Extract and repeat verbatim the part of the entries below that opens with the line containing "Kindly give the mask of every instance of the purple" and closes with the line containing "M0 283L22 291L56", including both of those lines.

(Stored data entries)

■ ■ ■ ■ ■

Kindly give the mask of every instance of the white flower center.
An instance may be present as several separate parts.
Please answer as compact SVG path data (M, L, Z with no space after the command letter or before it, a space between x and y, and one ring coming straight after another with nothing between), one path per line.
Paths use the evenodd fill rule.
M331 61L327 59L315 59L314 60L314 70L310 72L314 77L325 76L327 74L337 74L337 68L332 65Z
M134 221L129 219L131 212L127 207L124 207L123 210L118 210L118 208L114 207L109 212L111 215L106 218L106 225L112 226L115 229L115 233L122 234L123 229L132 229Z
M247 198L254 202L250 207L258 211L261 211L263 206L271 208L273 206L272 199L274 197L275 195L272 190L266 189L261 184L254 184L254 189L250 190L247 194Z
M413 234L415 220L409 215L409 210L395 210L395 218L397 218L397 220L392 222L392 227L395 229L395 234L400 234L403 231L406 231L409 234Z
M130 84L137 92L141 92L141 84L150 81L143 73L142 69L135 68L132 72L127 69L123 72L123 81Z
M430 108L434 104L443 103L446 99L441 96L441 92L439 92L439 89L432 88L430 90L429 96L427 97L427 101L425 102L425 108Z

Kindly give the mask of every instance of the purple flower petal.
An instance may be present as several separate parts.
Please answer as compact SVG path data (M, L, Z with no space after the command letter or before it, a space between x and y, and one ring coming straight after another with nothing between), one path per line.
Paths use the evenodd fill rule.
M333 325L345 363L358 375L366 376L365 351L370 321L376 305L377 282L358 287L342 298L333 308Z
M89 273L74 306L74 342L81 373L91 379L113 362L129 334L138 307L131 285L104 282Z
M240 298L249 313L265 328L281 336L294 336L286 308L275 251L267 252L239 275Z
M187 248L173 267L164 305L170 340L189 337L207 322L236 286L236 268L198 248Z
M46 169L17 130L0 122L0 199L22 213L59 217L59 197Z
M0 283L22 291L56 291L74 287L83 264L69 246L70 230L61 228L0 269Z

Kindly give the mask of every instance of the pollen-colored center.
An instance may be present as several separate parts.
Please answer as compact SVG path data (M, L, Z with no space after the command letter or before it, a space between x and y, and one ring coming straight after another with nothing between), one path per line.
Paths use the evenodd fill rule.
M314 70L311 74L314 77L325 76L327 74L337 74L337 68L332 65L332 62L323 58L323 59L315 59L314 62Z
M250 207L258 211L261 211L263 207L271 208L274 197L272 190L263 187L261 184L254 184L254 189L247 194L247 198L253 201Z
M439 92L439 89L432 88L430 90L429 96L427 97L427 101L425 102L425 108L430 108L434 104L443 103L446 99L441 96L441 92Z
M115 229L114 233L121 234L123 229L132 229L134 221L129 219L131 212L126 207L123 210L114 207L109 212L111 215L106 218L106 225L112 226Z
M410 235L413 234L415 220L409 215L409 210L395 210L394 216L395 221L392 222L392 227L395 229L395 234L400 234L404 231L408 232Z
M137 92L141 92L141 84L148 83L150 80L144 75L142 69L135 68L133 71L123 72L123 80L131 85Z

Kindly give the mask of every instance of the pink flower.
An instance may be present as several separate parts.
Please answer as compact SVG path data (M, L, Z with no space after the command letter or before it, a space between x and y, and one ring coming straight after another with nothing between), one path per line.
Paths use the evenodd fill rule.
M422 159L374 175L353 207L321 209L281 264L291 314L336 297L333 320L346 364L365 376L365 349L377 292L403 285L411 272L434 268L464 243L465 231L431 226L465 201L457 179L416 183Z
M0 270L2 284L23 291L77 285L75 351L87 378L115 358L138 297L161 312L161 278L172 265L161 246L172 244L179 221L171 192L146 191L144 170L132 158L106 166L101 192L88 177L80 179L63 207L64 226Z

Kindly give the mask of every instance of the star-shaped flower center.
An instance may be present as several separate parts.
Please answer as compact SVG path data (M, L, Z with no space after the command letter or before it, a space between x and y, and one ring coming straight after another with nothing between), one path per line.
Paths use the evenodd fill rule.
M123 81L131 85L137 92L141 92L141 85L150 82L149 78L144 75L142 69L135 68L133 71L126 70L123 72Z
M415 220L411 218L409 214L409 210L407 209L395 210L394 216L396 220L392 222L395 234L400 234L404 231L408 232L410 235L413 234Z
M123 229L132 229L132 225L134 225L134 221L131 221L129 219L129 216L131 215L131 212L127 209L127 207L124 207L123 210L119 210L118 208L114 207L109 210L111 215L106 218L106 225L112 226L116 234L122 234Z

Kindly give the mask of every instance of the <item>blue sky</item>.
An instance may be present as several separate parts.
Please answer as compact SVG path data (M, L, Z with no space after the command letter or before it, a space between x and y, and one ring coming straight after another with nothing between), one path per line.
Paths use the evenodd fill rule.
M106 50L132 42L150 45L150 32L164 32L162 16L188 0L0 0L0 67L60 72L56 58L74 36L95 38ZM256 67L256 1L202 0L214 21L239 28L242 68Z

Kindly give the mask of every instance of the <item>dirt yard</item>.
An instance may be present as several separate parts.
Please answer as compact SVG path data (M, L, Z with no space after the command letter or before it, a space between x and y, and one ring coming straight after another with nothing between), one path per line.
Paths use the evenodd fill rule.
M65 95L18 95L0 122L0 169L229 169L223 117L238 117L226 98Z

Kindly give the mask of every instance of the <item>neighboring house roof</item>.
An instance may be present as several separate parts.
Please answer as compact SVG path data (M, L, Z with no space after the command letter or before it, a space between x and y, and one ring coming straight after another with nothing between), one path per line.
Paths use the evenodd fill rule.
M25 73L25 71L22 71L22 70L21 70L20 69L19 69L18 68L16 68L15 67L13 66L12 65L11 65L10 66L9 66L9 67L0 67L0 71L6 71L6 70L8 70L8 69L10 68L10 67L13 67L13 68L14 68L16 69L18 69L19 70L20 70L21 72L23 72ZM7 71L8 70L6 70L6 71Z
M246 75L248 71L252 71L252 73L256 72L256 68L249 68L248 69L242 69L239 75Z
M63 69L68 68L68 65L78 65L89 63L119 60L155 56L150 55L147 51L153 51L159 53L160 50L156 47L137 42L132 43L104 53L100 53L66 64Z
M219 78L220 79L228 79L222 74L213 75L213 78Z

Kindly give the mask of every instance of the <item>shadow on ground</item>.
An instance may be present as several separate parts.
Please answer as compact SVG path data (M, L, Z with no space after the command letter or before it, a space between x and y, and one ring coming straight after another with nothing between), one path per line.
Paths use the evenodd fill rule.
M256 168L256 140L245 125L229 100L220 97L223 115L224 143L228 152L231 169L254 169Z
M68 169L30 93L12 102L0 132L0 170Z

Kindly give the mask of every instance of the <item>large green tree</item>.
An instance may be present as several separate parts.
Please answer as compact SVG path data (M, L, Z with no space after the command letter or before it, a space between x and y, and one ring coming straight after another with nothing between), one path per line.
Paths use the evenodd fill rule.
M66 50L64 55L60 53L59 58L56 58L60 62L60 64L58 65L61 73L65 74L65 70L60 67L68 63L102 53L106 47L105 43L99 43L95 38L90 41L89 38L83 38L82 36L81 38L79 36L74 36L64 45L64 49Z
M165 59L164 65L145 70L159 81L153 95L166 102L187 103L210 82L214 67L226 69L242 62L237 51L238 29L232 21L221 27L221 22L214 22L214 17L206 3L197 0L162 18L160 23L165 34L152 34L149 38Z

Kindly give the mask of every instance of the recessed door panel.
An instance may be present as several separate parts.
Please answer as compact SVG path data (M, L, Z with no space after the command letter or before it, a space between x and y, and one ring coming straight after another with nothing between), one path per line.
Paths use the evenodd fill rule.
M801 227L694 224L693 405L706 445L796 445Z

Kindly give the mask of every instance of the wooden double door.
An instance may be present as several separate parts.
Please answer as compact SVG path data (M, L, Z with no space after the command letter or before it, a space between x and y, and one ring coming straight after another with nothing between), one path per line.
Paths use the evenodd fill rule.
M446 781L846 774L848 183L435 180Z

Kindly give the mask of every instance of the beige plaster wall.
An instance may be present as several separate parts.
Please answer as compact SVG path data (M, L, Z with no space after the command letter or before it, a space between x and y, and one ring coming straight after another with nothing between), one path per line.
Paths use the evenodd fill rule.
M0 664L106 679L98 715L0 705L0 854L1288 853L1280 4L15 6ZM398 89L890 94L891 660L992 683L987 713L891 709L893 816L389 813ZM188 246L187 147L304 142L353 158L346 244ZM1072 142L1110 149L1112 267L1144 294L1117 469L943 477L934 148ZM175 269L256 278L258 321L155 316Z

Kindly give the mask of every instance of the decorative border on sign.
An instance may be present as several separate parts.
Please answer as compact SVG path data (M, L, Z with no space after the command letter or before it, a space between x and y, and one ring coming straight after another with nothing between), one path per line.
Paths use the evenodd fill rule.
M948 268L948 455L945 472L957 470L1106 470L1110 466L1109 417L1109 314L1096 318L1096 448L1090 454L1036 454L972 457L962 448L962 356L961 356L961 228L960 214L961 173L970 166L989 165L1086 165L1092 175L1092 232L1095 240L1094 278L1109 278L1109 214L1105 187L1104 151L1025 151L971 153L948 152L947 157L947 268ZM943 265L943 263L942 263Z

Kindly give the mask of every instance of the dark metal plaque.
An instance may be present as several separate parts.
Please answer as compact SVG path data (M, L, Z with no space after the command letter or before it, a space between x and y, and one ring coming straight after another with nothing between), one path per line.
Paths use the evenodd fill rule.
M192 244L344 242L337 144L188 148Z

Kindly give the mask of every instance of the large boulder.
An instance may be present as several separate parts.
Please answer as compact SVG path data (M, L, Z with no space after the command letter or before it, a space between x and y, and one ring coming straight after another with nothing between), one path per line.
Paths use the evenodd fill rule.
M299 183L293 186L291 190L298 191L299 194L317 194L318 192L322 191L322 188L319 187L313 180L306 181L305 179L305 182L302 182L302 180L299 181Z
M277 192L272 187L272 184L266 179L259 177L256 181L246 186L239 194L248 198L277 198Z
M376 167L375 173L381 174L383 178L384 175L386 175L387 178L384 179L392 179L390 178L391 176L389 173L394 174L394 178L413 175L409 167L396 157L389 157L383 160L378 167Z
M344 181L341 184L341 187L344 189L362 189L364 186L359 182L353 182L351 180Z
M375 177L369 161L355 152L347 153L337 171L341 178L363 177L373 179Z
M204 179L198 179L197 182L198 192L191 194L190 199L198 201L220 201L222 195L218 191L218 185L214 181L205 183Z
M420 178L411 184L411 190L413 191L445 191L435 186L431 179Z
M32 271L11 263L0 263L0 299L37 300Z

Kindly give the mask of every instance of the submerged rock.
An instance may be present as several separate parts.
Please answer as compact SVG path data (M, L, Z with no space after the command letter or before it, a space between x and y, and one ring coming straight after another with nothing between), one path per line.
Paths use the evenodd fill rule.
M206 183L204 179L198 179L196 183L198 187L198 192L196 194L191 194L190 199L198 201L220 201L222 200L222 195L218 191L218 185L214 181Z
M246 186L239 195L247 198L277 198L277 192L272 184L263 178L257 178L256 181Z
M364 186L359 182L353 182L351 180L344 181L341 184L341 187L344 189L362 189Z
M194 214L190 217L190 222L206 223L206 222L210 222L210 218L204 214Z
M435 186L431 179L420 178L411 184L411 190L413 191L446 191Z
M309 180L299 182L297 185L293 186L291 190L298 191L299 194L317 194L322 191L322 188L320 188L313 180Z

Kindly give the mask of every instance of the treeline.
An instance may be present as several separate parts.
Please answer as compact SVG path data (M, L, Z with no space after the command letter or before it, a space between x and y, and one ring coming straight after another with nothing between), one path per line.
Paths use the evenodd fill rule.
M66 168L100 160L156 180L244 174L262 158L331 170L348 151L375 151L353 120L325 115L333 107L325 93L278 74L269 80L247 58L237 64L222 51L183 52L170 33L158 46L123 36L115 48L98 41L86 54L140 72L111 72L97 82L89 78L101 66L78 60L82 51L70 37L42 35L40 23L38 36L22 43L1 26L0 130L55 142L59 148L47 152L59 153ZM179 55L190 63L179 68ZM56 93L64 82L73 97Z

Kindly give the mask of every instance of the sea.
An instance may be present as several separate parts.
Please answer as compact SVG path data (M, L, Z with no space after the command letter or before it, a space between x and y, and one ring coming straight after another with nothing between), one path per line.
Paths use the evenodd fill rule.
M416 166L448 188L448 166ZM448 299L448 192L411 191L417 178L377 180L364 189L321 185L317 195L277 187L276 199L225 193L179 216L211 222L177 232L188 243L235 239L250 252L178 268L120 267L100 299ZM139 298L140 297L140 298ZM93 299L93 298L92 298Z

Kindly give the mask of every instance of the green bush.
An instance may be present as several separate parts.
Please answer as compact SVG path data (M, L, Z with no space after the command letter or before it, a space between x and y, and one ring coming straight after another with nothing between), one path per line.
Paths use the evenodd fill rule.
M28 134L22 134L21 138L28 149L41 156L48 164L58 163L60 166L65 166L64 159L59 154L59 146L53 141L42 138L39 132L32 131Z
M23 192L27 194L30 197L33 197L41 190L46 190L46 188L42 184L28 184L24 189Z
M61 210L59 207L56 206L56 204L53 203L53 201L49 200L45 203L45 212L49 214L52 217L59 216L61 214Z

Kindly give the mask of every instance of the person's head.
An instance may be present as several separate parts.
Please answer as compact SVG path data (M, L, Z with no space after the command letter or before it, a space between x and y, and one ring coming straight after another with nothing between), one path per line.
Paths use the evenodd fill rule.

■ ■ ■ ■ ■

■ Exercise response:
Kindly give the mask of every instance of the purple flower petal.
An instance may be present as several separate parts.
Please answer as compact SVG path data (M, L, Z with no space after the command letter or before it, a space between x and y, and one ring coming straight after another with nothing between), one path per line.
Paths use the evenodd fill rule.
M333 325L345 363L358 375L366 376L365 351L370 321L376 305L377 282L358 287L342 298L333 308Z
M89 273L74 306L74 342L81 373L91 379L113 362L129 334L138 307L131 285L104 282Z
M240 298L249 313L265 328L281 336L294 336L286 308L275 251L267 252L239 275Z
M187 248L173 267L164 305L170 340L189 337L207 322L236 286L236 268L198 248Z
M46 169L17 130L0 122L0 199L22 213L59 217L59 197Z
M0 283L22 291L56 291L74 287L83 264L69 246L70 230L61 228L0 269Z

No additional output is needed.